_EXERCISE TASK_
Recast every line of the entries below as a Markdown table with two columns: "Number," giving each row's position, and "Text," holding the line itself. Leave out any blank lines.

--- begin MATERIAL ---

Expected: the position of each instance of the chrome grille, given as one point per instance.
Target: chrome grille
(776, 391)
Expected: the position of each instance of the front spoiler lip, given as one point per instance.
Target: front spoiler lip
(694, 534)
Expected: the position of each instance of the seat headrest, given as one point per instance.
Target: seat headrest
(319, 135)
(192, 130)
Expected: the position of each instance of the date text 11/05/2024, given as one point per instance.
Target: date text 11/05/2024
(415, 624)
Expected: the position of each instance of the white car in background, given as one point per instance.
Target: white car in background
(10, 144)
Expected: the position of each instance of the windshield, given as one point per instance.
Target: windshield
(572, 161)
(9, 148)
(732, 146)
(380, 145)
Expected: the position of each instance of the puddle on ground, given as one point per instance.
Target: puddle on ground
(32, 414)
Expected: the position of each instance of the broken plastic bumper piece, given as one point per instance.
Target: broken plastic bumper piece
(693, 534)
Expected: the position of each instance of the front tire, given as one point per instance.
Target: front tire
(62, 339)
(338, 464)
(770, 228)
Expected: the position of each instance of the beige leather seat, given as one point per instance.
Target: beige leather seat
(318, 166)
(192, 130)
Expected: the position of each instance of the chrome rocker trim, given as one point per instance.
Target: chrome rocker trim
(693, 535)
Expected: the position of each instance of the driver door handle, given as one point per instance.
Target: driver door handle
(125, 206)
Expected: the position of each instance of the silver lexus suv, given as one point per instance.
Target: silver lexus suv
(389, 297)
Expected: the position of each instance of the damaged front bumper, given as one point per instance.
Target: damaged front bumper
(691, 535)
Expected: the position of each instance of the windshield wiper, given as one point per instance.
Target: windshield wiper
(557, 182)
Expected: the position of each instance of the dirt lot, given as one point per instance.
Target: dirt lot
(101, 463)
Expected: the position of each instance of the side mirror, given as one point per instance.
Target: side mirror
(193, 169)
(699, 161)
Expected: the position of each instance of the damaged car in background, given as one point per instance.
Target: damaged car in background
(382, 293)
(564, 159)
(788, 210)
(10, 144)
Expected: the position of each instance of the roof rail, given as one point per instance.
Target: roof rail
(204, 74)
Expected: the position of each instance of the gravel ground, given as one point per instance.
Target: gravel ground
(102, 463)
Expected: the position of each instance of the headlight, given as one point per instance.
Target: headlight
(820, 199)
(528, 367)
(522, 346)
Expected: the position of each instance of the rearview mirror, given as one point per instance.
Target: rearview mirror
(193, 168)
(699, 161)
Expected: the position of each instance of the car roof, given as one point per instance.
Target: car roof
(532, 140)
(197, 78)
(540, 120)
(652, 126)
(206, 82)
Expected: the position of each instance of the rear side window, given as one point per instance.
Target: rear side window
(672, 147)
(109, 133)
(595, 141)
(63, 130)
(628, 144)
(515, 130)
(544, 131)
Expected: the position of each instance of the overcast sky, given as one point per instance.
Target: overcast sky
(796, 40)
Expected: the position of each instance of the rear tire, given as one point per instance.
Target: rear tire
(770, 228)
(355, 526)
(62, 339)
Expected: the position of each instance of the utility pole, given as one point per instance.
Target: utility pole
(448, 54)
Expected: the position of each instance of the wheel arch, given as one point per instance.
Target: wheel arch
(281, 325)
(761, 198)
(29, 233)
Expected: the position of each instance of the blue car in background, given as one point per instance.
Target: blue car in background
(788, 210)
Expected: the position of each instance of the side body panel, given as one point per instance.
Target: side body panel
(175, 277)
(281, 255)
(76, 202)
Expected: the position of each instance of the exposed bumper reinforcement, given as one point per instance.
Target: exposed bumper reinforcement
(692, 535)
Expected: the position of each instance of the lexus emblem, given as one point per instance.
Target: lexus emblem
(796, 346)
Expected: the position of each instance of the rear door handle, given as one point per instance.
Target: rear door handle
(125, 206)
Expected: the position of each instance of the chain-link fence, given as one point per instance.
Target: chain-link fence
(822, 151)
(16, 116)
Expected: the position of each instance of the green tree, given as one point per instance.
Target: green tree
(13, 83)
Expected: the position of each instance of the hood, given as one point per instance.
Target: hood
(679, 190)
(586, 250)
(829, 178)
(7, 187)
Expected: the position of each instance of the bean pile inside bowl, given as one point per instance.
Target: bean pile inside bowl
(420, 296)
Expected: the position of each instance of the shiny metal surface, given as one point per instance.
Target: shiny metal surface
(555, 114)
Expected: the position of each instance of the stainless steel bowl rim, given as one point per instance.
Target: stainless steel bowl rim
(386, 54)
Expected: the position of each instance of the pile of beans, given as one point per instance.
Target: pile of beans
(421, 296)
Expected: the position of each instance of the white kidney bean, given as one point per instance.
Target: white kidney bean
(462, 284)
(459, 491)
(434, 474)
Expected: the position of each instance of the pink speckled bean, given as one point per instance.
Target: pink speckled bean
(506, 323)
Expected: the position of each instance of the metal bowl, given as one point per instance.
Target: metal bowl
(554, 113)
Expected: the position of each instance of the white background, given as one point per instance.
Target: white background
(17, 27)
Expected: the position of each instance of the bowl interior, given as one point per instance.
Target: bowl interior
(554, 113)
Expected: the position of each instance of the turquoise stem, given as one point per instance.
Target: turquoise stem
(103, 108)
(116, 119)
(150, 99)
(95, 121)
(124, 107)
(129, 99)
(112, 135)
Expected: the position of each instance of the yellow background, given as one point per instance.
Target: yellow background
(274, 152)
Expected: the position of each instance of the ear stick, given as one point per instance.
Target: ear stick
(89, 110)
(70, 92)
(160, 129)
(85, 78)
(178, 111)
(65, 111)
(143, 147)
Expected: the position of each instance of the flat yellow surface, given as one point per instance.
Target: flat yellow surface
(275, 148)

--- end MATERIAL ---

_REPLY_
| Number | Text |
|---|---|
| 1 | Expected: the position of each instance of the chrome grille, given as one point per instance. |
| 2 | Target: chrome grille |
| 3 | (776, 391) |
| 4 | Expected: the position of each instance of the front spoiler lip, given as one point per instance. |
| 5 | Target: front spoiler lip |
| 6 | (694, 534) |
| 7 | Expected: the position of each instance of the seat headrest, given as one point per instance. |
| 8 | Target: seat headrest |
| 9 | (319, 135) |
| 10 | (192, 130) |
| 11 | Expected: the position of each instance of the date text 11/05/2024, given as one point per instance. |
| 12 | Target: date text 11/05/2024 |
| 13 | (415, 624) |
| 14 | Expected: the position of each instance of the white car in background, given as one point per instance. |
| 15 | Target: white car in background |
| 16 | (10, 144) |
| 17 | Expected: the position of each instance of the windshield, given as one point per instance. |
| 18 | Target: windshield |
| 19 | (572, 161) |
| 20 | (9, 148) |
| 21 | (732, 146) |
| 22 | (380, 145) |
| 23 | Expected: the position of each instance of the puddle on ground, given as one point per instance. |
| 24 | Target: puddle on ground |
| 25 | (32, 414) |
| 26 | Expected: the position of each instance of the broken plastic bumper piece, given as one point per instance. |
| 27 | Target: broken plastic bumper piece |
| 28 | (693, 534) |
| 29 | Expected: the position of each instance of the front tire, given as one point per instance. |
| 30 | Target: front tire |
| 31 | (62, 339) |
| 32 | (338, 464) |
| 33 | (770, 228) |
| 34 | Expected: the position of each instance of the beige leather seat, given as one point per instance. |
| 35 | Target: beige leather seat |
| 36 | (318, 166) |
| 37 | (192, 130) |
| 38 | Expected: the position of each instance of the chrome rocker trim, given as one point per instance. |
| 39 | Target: chrome rocker trim |
| 40 | (693, 535) |
| 41 | Expected: the position of each instance of the driver door handle, given as one point per instance. |
| 42 | Target: driver door handle |
| 43 | (125, 206) |
| 44 | Expected: the position of each instance of the silver lexus suv, given as one point per instance. |
| 45 | Target: silver lexus suv |
| 46 | (389, 297) |
| 47 | Expected: the position of each instance of the damaged front bumper, given as one point per instance. |
| 48 | Target: damaged front bumper |
| 49 | (691, 535) |
| 50 | Expected: the position of each instance of the windshield wiper, given as one point per instance. |
| 51 | Target: windshield wiper |
| 52 | (557, 182) |
| 53 | Expected: the position of each instance of the dirt lot, given as one point per instance. |
| 54 | Target: dirt lot |
| 55 | (101, 463) |
| 56 | Expected: the position of each instance of the side mirror, given as one point per instance. |
| 57 | Target: side mirror |
| 58 | (193, 169) |
| 59 | (699, 161) |
| 60 | Expected: the position of each instance of the damaged car in background, given as one point per instance. |
| 61 | Target: damaged car in background |
| 62 | (382, 293) |
| 63 | (564, 159) |
| 64 | (788, 210) |
| 65 | (10, 144) |
| 66 | Expected: the position of each instance of the roof rail, given as one point per instance. |
| 67 | Target: roof rail |
| 68 | (204, 74) |
| 69 | Expected: the position of each instance of the gravel ground, given as one point per instance. |
| 70 | Target: gravel ground |
| 71 | (102, 463) |
| 72 | Expected: the position of each instance of the headlight, given as one point per instance. |
| 73 | Target: headlight |
| 74 | (820, 199) |
| 75 | (528, 367) |
| 76 | (522, 346) |
| 77 | Expected: the position of each instance of the rearview mirror, given as one point per instance. |
| 78 | Target: rearview mirror |
| 79 | (193, 168) |
| 80 | (699, 161) |
| 81 | Expected: the position of each instance of the car roof, given as one point per instance. |
| 82 | Target: car roof |
| 83 | (532, 140) |
| 84 | (197, 78) |
| 85 | (540, 120) |
| 86 | (652, 126) |
| 87 | (206, 82) |
| 88 | Expected: the position of each instance of the rear side window, given as one point per instance. |
| 89 | Target: rear side window |
| 90 | (672, 147) |
| 91 | (109, 133) |
| 92 | (595, 141) |
| 93 | (63, 130) |
| 94 | (628, 144) |
| 95 | (515, 130) |
| 96 | (544, 131) |
| 97 | Expected: the position of each instance of the overcast sky, given as one point per instance. |
| 98 | Target: overcast sky |
| 99 | (796, 40) |
| 100 | Expected: the position of each instance of the rear tire, given as one point per instance. |
| 101 | Target: rear tire |
| 102 | (770, 228) |
| 103 | (355, 526) |
| 104 | (62, 339) |
| 105 | Expected: the position of each instance of the utility pole, given as one point per instance. |
| 106 | Target: utility pole |
| 107 | (448, 54) |
| 108 | Expected: the position of each instance of the wheel arch, given as one point per instance. |
| 109 | Target: wheel arch |
| 110 | (281, 325) |
| 111 | (761, 198) |
| 112 | (29, 233) |
| 113 | Expected: the position of each instance of the blue car in background, given as one point per instance. |
| 114 | Target: blue car in background |
| 115 | (788, 210) |
| 116 | Expected: the position of each instance of the side body panel, given as one point per instance. |
| 117 | Target: side body panel |
| 118 | (175, 277) |
| 119 | (281, 255) |
| 120 | (76, 202) |
| 121 | Expected: the position of each instance of the exposed bumper reinforcement, given as one point per instance. |
| 122 | Target: exposed bumper reinforcement |
| 123 | (692, 535) |
| 124 | Expected: the position of each instance of the lexus emblem, given as one point per instance. |
| 125 | Target: lexus emblem |
| 126 | (796, 346) |
| 127 | Expected: the position of each instance of the rear door handle, given as one point per instance. |
| 128 | Target: rear door handle |
| 129 | (125, 206) |
| 130 | Expected: the position of each instance of the chain-link fence, given as one point per instance. |
| 131 | Target: chain-link fence |
| 132 | (822, 151) |
| 133 | (16, 116) |
| 134 | Expected: the position of each instance of the green tree, given as one point per instance. |
| 135 | Target: green tree |
| 136 | (13, 83) |
| 137 | Expected: the position of each instance of the hood, given as one point per instance. |
| 138 | Target: hood |
| 139 | (679, 190) |
| 140 | (586, 250) |
| 141 | (829, 178) |
| 142 | (7, 187) |
| 143 | Expected: the position of each instance of the bean pile inside bowl, given as one point per instance. |
| 144 | Target: bean pile inside bowl |
| 145 | (420, 296) |
| 146 | Expected: the position of each instance of the shiny metal surface, given as one point per instance. |
| 147 | Target: shiny metal surface |
| 148 | (555, 114) |
| 149 | Expected: the position of each instance of the stainless steel bowl rim, given as one point per instance. |
| 150 | Target: stainless steel bowl rim |
| 151 | (386, 54) |
| 152 | Expected: the position of each instance of the pile of beans, given as one point per instance. |
| 153 | Target: pile of beans |
| 154 | (421, 296) |
| 155 | Expected: the position of each instance of the white kidney bean, given as one point per instance. |
| 156 | Target: white kidney bean |
| 157 | (462, 284) |
| 158 | (459, 491) |
| 159 | (434, 474) |
| 160 | Expected: the position of each instance of the pink speckled bean, given as one point per instance. |
| 161 | Target: pink speckled bean |
| 162 | (506, 323) |
| 163 | Expected: the position of each instance of the metal bowl, given as one point per instance. |
| 164 | Target: metal bowl |
| 165 | (554, 113) |
| 166 | Expected: the position of each instance of the white background, given as one point per instance. |
| 167 | Target: white background |
| 168 | (17, 27) |
| 169 | Expected: the position of each instance of the bowl interior, given as one point per instance. |
| 170 | Target: bowl interior |
| 171 | (554, 113) |
| 172 | Expected: the position of each instance of the turquoise stem, given as one point per instance. |
| 173 | Target: turquoise stem |
| 174 | (103, 108) |
| 175 | (116, 119) |
| 176 | (150, 99) |
| 177 | (95, 121) |
| 178 | (124, 107) |
| 179 | (129, 99) |
| 180 | (112, 135) |
| 181 | Expected: the position of each instance of the yellow background, given as one point per instance. |
| 182 | Target: yellow background |
| 183 | (274, 152) |
| 184 | Expected: the position of each instance of the ear stick, given as one point per instance. |
| 185 | Target: ear stick |
| 186 | (89, 110) |
| 187 | (70, 92) |
| 188 | (160, 129) |
| 189 | (85, 78) |
| 190 | (178, 111) |
| 191 | (65, 111) |
| 192 | (143, 147) |
| 193 | Expected: the position of each instance of the flat yellow surface, given as one point per instance. |
| 194 | Target: flat yellow surface |
| 195 | (275, 148) |